(TASK DIRECTIONS): Please count the lines in the records below that contain the string "standing", and reply with only that number.

(SUPPLIED MATERIAL):
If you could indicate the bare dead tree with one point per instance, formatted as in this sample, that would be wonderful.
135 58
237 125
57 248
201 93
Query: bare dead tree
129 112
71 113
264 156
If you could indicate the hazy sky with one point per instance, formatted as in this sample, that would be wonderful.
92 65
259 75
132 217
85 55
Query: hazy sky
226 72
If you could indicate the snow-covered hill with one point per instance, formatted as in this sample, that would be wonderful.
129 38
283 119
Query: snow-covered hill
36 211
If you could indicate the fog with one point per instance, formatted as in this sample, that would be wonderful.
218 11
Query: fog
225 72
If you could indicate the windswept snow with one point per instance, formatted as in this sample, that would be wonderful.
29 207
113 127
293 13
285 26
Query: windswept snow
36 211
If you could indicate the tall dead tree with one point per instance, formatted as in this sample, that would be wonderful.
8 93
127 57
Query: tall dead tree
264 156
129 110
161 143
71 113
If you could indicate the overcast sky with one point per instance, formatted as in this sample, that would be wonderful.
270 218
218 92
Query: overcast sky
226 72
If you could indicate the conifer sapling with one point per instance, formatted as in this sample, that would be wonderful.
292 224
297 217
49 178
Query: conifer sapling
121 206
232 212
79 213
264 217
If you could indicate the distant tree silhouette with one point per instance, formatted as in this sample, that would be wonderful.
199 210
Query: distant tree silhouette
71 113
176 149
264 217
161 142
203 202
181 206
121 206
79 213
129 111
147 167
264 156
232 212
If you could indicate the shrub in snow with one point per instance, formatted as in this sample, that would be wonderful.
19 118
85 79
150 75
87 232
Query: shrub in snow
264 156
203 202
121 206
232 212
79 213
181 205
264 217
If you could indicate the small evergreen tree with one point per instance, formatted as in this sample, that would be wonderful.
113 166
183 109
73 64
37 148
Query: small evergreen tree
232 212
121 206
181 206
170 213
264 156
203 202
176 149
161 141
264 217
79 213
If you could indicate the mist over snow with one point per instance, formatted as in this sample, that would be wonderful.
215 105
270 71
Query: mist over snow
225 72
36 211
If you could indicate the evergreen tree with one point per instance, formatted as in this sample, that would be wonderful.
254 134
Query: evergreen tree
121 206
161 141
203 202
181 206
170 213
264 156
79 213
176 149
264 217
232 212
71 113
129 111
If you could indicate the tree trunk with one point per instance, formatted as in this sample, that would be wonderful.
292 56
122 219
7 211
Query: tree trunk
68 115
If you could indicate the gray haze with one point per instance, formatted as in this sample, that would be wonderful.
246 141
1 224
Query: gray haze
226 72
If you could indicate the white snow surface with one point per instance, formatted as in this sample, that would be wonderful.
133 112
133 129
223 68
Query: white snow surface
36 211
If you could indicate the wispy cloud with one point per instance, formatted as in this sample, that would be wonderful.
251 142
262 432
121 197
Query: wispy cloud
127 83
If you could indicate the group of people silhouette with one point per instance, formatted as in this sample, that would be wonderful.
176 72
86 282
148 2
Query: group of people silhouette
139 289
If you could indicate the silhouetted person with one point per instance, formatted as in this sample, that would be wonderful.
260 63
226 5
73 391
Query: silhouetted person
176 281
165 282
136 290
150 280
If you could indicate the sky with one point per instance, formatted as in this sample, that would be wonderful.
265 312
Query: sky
---
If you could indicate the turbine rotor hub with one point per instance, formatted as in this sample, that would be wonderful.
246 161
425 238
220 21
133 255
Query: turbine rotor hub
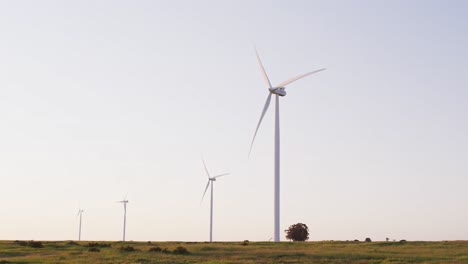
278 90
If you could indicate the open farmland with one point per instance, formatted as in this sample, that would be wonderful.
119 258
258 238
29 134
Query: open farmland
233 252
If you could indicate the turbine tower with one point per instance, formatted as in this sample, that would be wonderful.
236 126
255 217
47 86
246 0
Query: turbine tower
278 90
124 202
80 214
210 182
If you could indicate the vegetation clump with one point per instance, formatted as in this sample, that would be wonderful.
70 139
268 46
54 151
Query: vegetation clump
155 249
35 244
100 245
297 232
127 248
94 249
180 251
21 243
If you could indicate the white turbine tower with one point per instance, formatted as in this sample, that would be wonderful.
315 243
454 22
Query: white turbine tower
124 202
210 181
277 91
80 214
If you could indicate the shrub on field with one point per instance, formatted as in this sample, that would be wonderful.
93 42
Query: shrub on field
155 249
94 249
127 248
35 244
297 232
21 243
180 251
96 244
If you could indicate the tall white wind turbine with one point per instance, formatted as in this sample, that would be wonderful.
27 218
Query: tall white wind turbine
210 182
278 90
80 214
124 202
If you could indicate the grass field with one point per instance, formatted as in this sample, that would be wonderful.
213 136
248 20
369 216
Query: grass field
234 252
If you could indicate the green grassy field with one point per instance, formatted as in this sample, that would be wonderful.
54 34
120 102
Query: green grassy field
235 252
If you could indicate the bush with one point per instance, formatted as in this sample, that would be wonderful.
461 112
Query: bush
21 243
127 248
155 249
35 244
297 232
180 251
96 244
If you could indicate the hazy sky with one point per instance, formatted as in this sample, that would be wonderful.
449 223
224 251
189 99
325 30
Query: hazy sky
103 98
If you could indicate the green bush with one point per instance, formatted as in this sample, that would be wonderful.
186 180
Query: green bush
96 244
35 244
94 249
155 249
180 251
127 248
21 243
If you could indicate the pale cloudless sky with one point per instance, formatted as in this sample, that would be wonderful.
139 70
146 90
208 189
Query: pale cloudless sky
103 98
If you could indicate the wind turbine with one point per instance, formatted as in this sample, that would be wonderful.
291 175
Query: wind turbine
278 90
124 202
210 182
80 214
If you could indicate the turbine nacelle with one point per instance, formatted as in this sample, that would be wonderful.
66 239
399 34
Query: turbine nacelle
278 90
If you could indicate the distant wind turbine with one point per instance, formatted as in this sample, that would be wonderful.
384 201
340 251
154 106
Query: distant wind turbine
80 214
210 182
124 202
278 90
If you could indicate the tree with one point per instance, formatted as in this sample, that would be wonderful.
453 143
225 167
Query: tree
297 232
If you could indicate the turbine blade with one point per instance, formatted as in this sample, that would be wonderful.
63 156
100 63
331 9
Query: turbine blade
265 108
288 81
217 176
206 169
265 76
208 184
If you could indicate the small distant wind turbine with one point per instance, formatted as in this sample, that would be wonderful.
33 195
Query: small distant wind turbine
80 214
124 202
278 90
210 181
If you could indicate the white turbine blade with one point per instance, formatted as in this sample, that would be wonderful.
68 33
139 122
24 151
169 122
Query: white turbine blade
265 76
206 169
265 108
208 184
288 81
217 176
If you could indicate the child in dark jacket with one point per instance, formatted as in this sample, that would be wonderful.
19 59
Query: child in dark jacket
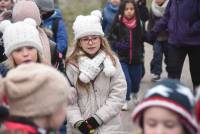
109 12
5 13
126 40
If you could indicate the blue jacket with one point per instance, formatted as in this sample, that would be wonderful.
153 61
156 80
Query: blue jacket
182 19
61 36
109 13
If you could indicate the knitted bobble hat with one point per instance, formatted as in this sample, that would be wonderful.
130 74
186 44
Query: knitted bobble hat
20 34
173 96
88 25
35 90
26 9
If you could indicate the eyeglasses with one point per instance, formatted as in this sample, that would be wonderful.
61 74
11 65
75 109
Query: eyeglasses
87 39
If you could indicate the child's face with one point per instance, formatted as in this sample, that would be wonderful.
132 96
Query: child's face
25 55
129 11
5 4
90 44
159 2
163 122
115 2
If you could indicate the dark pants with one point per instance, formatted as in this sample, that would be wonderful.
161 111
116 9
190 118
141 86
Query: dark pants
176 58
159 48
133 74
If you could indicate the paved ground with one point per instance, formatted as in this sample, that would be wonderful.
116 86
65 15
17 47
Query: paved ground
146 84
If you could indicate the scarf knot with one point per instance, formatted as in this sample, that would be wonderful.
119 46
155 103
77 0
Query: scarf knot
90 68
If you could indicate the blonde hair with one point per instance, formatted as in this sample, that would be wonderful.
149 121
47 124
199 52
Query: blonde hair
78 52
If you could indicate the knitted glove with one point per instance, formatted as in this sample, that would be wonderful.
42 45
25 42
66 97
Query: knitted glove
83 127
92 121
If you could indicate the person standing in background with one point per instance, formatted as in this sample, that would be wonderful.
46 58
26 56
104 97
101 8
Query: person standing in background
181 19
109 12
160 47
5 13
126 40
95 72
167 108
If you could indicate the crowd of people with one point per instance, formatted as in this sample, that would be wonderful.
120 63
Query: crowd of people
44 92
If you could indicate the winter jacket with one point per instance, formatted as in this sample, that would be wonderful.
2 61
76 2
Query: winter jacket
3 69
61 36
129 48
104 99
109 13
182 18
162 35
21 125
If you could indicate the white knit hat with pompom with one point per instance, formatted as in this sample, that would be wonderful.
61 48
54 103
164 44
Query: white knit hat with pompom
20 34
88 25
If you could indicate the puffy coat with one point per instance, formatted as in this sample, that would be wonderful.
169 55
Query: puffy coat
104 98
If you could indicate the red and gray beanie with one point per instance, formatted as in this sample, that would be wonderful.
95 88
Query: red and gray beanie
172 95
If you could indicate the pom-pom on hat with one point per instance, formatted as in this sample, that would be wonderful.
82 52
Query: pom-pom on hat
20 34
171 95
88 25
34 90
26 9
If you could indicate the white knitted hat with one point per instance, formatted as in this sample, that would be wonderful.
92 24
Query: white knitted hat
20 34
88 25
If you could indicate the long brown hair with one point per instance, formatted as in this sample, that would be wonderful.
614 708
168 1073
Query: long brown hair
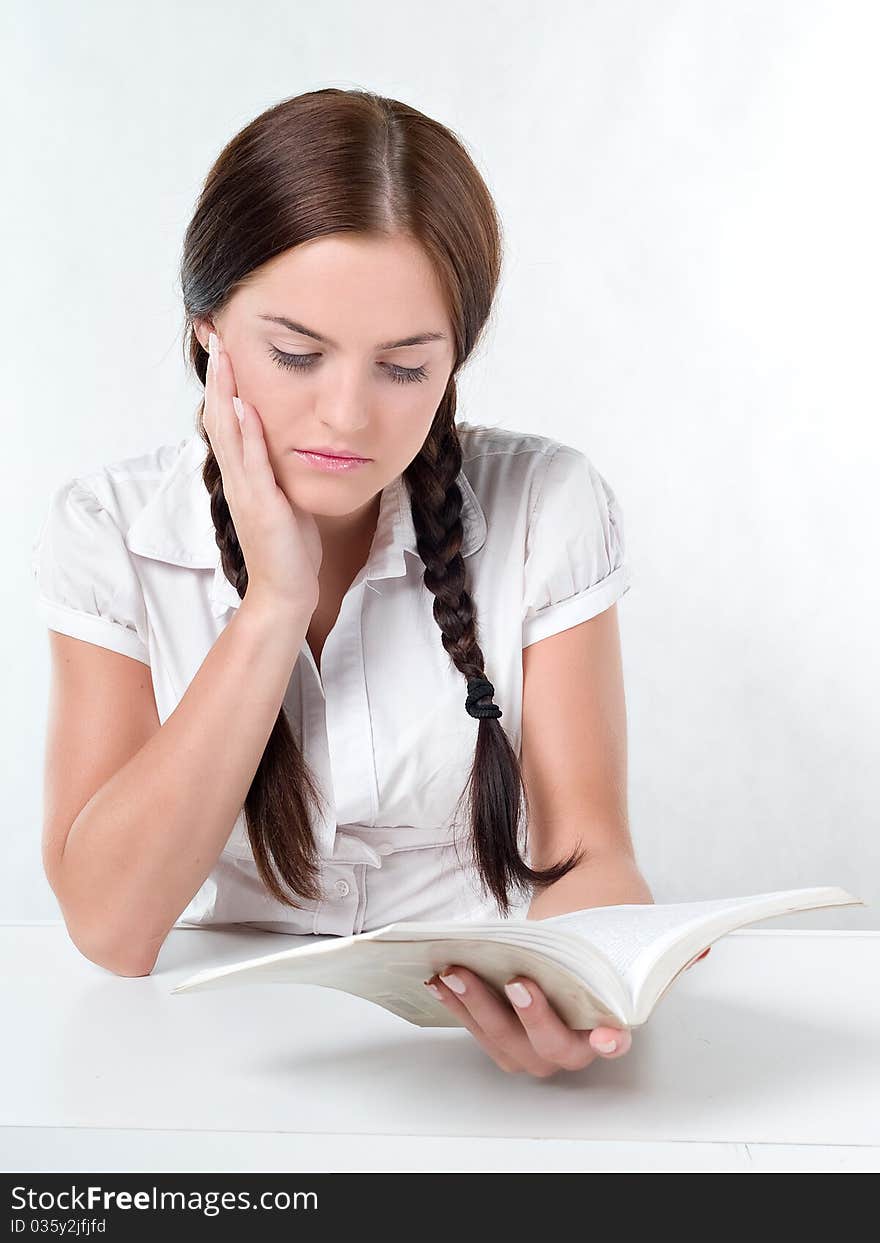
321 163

(FULL ANSWER): 2